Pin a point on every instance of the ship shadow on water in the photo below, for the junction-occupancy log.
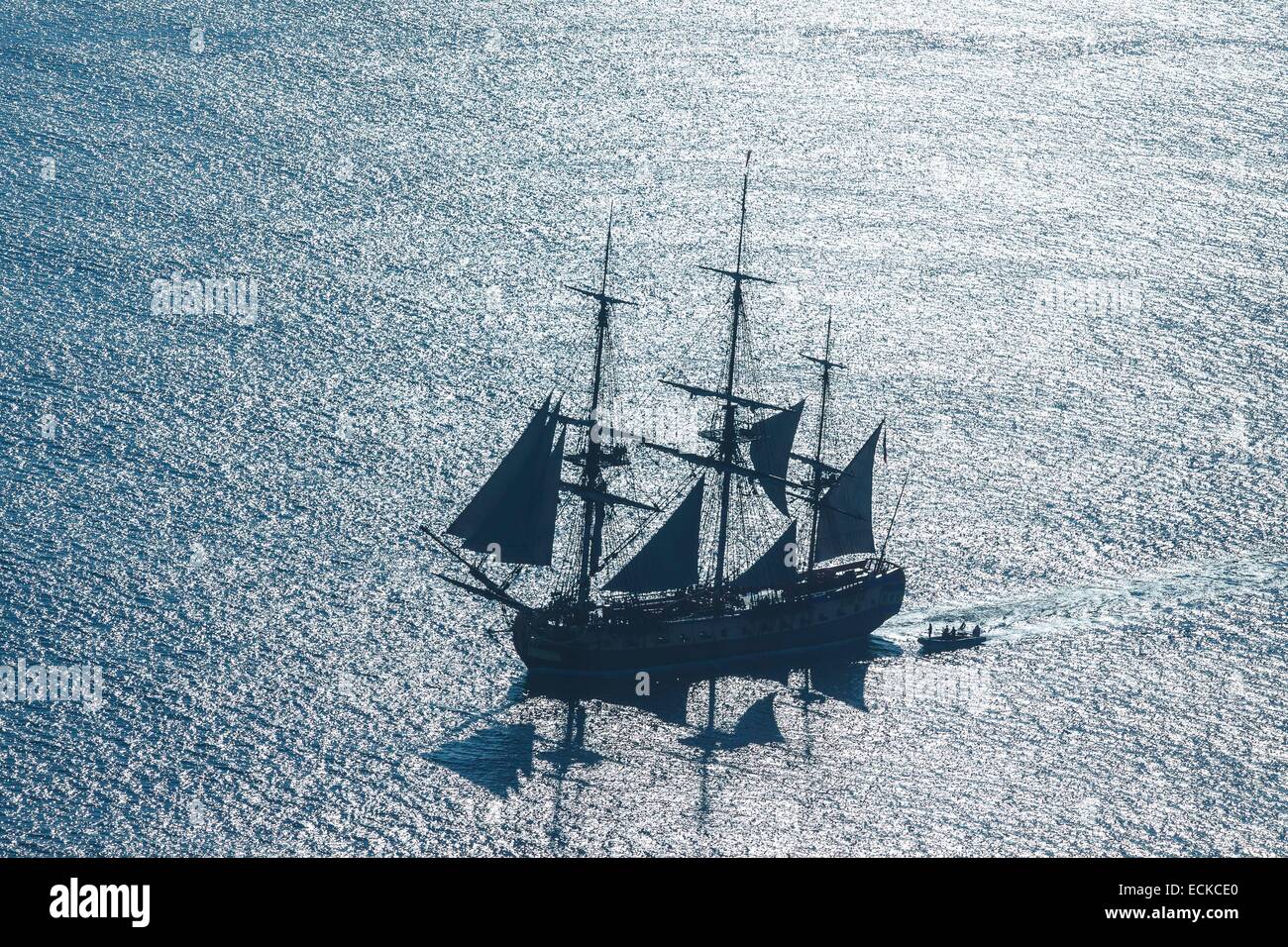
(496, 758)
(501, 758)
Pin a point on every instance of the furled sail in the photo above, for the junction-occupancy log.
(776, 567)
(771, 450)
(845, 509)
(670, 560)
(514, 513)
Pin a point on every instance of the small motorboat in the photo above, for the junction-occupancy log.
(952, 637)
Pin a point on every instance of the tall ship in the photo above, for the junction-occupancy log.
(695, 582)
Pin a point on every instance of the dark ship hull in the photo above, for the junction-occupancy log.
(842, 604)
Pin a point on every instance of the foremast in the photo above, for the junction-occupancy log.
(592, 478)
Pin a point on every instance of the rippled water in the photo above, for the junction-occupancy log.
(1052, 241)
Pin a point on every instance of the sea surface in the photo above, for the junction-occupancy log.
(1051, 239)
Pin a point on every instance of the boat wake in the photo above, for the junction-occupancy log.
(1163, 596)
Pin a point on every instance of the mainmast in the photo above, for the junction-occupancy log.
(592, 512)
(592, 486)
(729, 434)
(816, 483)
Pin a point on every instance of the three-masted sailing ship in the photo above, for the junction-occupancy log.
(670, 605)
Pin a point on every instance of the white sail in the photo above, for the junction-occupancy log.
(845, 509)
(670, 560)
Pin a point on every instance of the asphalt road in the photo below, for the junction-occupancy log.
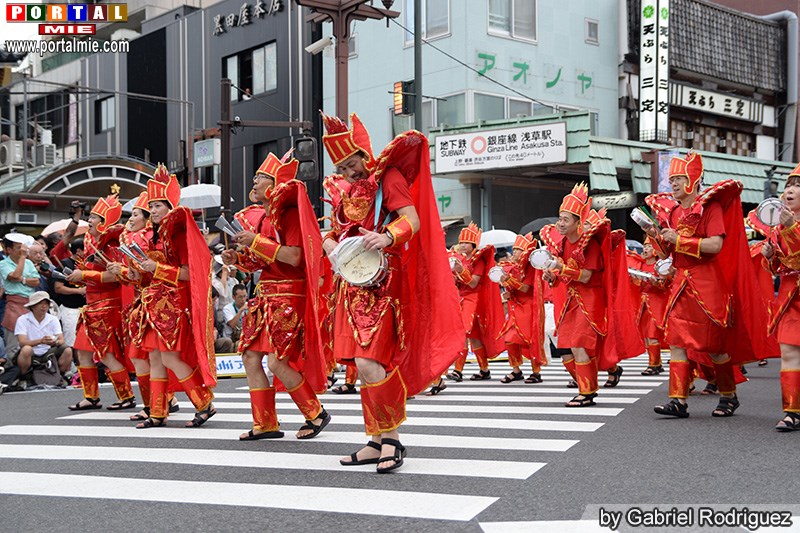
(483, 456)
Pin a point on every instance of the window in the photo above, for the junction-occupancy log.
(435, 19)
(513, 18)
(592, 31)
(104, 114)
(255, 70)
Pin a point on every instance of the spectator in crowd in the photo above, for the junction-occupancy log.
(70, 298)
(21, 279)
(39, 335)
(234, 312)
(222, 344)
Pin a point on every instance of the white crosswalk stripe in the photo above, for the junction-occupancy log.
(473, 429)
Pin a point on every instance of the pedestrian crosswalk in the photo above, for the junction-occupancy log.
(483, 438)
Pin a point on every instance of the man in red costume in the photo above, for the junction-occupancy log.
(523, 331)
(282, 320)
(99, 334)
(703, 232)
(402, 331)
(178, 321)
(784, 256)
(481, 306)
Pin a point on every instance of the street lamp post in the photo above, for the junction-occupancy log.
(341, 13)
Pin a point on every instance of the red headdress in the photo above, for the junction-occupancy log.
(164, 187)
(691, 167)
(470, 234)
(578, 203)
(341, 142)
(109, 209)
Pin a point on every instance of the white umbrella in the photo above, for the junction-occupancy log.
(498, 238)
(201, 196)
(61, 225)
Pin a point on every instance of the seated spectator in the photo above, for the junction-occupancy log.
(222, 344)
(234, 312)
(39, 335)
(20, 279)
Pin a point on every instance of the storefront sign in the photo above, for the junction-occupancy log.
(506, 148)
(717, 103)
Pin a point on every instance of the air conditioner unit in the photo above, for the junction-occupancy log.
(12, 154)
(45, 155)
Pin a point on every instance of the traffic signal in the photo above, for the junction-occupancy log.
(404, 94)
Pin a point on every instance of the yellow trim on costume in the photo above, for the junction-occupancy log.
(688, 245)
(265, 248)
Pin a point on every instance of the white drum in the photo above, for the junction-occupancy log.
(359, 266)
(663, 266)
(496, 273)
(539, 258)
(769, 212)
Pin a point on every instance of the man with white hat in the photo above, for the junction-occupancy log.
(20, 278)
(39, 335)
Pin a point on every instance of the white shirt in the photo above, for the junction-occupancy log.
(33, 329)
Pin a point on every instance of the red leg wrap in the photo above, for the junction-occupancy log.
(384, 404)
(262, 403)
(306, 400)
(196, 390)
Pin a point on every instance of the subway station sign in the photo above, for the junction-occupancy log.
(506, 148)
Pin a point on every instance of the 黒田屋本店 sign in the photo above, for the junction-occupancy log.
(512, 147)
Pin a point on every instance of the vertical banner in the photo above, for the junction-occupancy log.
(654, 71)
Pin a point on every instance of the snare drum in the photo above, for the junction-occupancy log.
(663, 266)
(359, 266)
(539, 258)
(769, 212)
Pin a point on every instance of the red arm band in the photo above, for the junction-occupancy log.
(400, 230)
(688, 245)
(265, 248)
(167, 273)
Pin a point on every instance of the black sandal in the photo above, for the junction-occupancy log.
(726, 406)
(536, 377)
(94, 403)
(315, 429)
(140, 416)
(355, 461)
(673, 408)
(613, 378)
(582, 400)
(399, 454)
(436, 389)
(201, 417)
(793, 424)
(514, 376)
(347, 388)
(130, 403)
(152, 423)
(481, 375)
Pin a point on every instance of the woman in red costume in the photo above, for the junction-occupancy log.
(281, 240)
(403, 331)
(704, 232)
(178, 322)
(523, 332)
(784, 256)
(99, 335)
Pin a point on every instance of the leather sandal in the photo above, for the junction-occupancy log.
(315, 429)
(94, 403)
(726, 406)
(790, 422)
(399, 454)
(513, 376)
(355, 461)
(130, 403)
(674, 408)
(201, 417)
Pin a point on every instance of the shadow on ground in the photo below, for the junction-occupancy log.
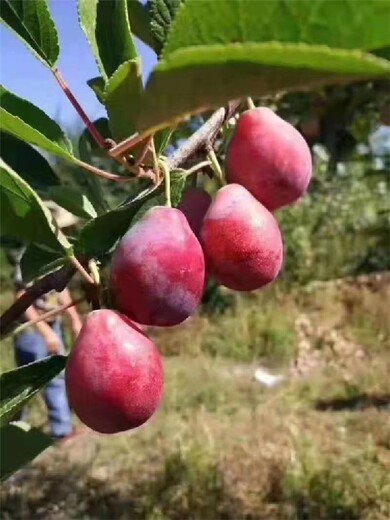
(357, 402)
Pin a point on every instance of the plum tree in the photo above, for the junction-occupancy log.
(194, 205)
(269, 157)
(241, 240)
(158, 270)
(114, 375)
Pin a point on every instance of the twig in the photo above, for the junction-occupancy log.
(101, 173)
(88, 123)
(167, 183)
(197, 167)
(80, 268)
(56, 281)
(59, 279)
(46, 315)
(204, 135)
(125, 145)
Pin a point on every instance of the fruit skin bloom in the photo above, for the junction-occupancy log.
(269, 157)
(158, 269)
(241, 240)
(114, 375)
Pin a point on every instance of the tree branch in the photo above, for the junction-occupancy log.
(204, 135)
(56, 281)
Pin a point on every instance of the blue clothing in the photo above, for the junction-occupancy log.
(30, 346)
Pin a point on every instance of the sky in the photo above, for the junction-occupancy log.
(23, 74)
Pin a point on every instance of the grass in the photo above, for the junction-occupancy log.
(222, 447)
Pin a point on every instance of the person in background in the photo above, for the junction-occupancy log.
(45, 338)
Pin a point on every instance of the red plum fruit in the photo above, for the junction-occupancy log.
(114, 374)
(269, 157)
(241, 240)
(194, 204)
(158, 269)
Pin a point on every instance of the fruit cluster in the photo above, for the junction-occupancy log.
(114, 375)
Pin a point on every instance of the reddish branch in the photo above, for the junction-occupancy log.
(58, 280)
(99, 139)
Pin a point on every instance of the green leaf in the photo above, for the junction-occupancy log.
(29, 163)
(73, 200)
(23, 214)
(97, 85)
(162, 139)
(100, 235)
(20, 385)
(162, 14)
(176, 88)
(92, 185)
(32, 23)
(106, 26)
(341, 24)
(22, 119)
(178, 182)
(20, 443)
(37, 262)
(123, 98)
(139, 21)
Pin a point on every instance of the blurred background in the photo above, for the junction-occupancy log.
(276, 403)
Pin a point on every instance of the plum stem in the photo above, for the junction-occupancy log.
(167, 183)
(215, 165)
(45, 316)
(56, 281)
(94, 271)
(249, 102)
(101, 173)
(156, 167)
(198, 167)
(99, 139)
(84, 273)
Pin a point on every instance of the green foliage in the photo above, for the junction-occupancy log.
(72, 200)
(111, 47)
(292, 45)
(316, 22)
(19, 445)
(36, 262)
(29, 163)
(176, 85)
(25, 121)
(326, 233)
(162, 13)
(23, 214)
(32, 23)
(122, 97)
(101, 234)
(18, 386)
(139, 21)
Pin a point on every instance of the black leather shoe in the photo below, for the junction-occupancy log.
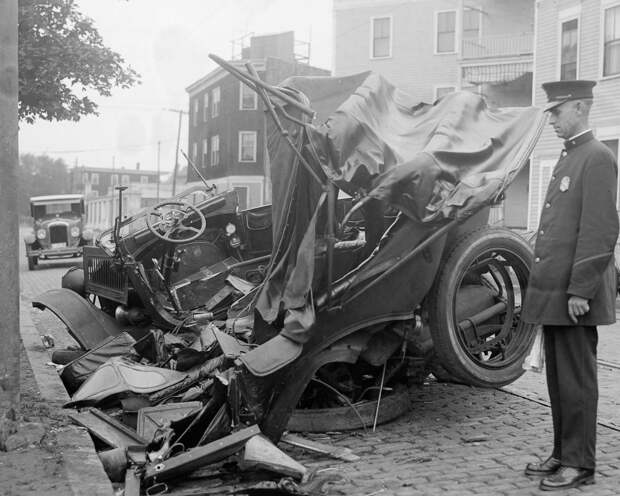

________

Copy every line of the records above word for word, and leave the pictures out of your answer.

**COMPLETE RESPONSE**
Pin a point on every instance of the ship shadow on water in the photo below, for the junction-occupancy log.
(496, 758)
(501, 758)
Pin a point on every instance of the furled sail in the photo above, for the junction-occupancy log.
(776, 567)
(771, 450)
(845, 509)
(670, 560)
(514, 513)
Pin a point on every instance of the small motorboat in the photo above, for the junction-occupancy log.
(952, 637)
Pin a point on every instance of the tall ship in the photo above, for the junction-occupancy log.
(695, 582)
Pin a point on every instance of the dark ship hull in the photo above, for the junction-occupancy log.
(842, 604)
Pin a point on every instance of the foremast in the photo above, for the junction-occupancy log.
(592, 478)
Pin a point on every instance of the rippled water in the photo above, for the junction-occupancy log.
(1052, 241)
Pin a point on every instance of the sea surface in the photo above, for the junction-occupancy log.
(1051, 239)
Pin a point on every instance of the boat wake in the photo above, for the junction-occupancy log.
(1163, 596)
Pin a point on every instance of the mainmast in the photo above, for the junction-occupancy log.
(592, 512)
(592, 486)
(729, 434)
(816, 483)
Pin a point on every instance of the three-masted sailing ship in the photo above, for the junction-occupancy log.
(670, 605)
Pin a point on every instance of the white sail in the photo above, for the junction-occupancy log.
(845, 509)
(670, 560)
Pin a point on every instance of the asphalt road in the photo below, for the junction-occupancy log.
(483, 456)
Pin a point on every instance of the window in the photo above, for the junction-occupancy log.
(435, 19)
(513, 18)
(592, 31)
(104, 114)
(255, 70)
Pin a point on every instance of the spectator in crowd in the photo above, for the junction-occupancy log.
(70, 298)
(21, 279)
(39, 335)
(234, 312)
(222, 344)
Pin a point on every instance of the white crosswalk stripe in the photo above, for the junction-occupancy log.
(473, 429)
Pin a point on every instance of the pedestrian crosswalk in the photo above, for the junction-occupancy log.
(483, 438)
Pin a point on every instance of the man in red costume in the photo above, for the junction-occupancy log.
(523, 331)
(282, 320)
(99, 334)
(703, 232)
(402, 331)
(178, 321)
(784, 256)
(481, 306)
Pin a point on every instance of the street lamp post in the photo above, for the junction-occupancy log.
(341, 13)
Pin a point on every instance of the red headdress in the photo above, for the junction-occupancy log.
(164, 187)
(691, 167)
(470, 234)
(578, 203)
(341, 142)
(109, 209)
Pin a point on every instance of the white umbrella in the photo above, for the junction-occupancy log.
(498, 238)
(201, 196)
(61, 225)
Pin a point on every instance of the seated spectator in the photo above, for the junction-occupancy log.
(222, 344)
(234, 312)
(39, 335)
(20, 279)
Pin a point on every instance of the storefront sign in the photo above, for the junction-occupancy log.
(506, 148)
(717, 103)
Pin a point on every instance of the air conditioner unit in the photo above, for the junction-occupancy log.
(12, 154)
(45, 155)
Pin a point on every instance of the traffic signal in the photo above, for the junction-occupancy log.
(404, 94)
Pin a point on every instance of the yellow trim on costume in the photo above, for the junction-occupancy log.
(688, 245)
(265, 248)
Pin a point on every instance of the white drum in the photo above, for the junction-occupancy log.
(359, 266)
(663, 266)
(496, 273)
(539, 258)
(769, 212)
Pin a point on every instance of the man with white hat in the photo above, for the junction-occupancy log.
(20, 278)
(39, 335)
Pin a point on every instance of the white shirt in the photo above, for the junction-occupancy log.
(33, 329)
Pin a point on every instance of the red leg wrap in the photo above, for the junction-occupancy log.
(384, 404)
(262, 403)
(306, 400)
(196, 390)
Pin a point on every instance of the subway station sign in the photo above, for the junction-occupancy log.
(506, 148)
Pin a point on every instance of the 黒田屋本店 sign in the photo above, for the junction-occupancy log.
(512, 147)
Pin a point on every instance of the vertical banner in the photo above, for the junction-occupancy log.
(654, 71)
Pin a point on every instance of the snare drum in the photo above, for the junction-occupancy log.
(663, 266)
(359, 266)
(539, 258)
(769, 212)
Pin a point on every instance of the red arm band in the photo above, for the junction-occupancy log.
(400, 230)
(688, 245)
(265, 248)
(167, 273)
Pin a point on every instance of the black sandal in the photo above, for the junction-occupancy log.
(726, 406)
(536, 377)
(94, 403)
(315, 429)
(140, 416)
(355, 461)
(673, 408)
(613, 378)
(582, 400)
(399, 454)
(436, 389)
(201, 417)
(793, 424)
(514, 376)
(347, 388)
(130, 403)
(152, 423)
(481, 375)
Pin a point on every instance of the woman in red costume in the photo above, for the junction-occupancy log.
(281, 240)
(403, 331)
(704, 232)
(178, 322)
(523, 332)
(784, 256)
(99, 335)
Pin a point on every instance of the leather sandal in the photo above, for the junction-occupancy log.
(315, 429)
(94, 403)
(726, 406)
(790, 422)
(399, 454)
(513, 376)
(355, 461)
(130, 403)
(674, 408)
(201, 417)
Pin a point on every instance of the shadow on ground in the photo below, for the junction-occupancy log.
(357, 402)
Pin a point on every instance of the plum tree in the photo above, for the junction-occupancy log.
(194, 205)
(269, 157)
(241, 240)
(158, 270)
(114, 375)
Pin a point on every instance of the twig in the photo above, for the junction-occupancy log.
(101, 173)
(88, 123)
(167, 183)
(197, 167)
(80, 268)
(56, 281)
(59, 279)
(46, 315)
(204, 135)
(125, 145)
Pin a point on every instance of the fruit skin bloom in the photo above, for the junction-occupancy log.
(269, 157)
(158, 269)
(241, 240)
(114, 375)
Pin a point on every instance of the tree branch in the photo above, for the junction-occupancy log.
(204, 135)
(56, 281)
Pin a point on every instance of the blue clothing in the photo above, for the junction-occupancy log.
(30, 346)
Pin a point on every instance of the sky in the photo above, for the junction-occupancy log.
(23, 74)
Pin a point on every instance of the grass in the photo above, for the junction-occupancy log.
(222, 447)
Pin a point on every instance of the person in background in the photo above, for the junction-occupancy log.
(45, 338)
Pin a point on every instance of the red plum fruit in the photo above, for the junction-occupancy log.
(114, 374)
(269, 157)
(241, 240)
(194, 204)
(158, 269)
Pin a point on every instance of the fruit cluster in the photo above, for the junction-occupancy log.
(114, 375)
Pin a point on every instance of the reddish branch in the photo above, for the junction-occupancy log.
(58, 280)
(99, 139)
Pin a point on every instance of the green leaf in the photo above, for the junction-occupancy log.
(29, 163)
(73, 200)
(23, 214)
(97, 85)
(162, 139)
(100, 235)
(20, 385)
(162, 14)
(176, 88)
(92, 185)
(32, 23)
(106, 26)
(341, 24)
(22, 119)
(178, 182)
(20, 443)
(37, 262)
(123, 98)
(139, 21)
Pin a point on every instance of the blurred background in the photo above, for the junction-occupancy log.
(276, 403)
Pin a point on every instance of the plum stem in the photo above, for the junction-occupancy log.
(167, 183)
(215, 165)
(45, 316)
(56, 281)
(94, 271)
(249, 102)
(101, 173)
(156, 167)
(198, 167)
(99, 139)
(84, 273)
Pin a point on every instance of the green foliage in the photo above, for the junction-occupancy log.
(72, 200)
(111, 47)
(292, 45)
(316, 22)
(19, 445)
(36, 262)
(29, 163)
(176, 85)
(25, 121)
(326, 233)
(162, 13)
(23, 214)
(32, 23)
(122, 97)
(101, 234)
(18, 386)
(139, 21)
Pin a point on every instance of the black leather shoe in the photo below, for the junction-occupancy log.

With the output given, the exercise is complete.